YOUR TASK: Rewrite each of the rows below with "framed picture" changed to "wall art", leaving everything else untouched.

DATASET EXCERPTS:
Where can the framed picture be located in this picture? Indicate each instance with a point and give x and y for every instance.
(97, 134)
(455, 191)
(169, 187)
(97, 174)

REPLY TO THE EXERCISE:
Where can the wall art be located in this picture? Indicate each instance with a point and give x and y for every instance.
(97, 134)
(455, 191)
(169, 187)
(97, 174)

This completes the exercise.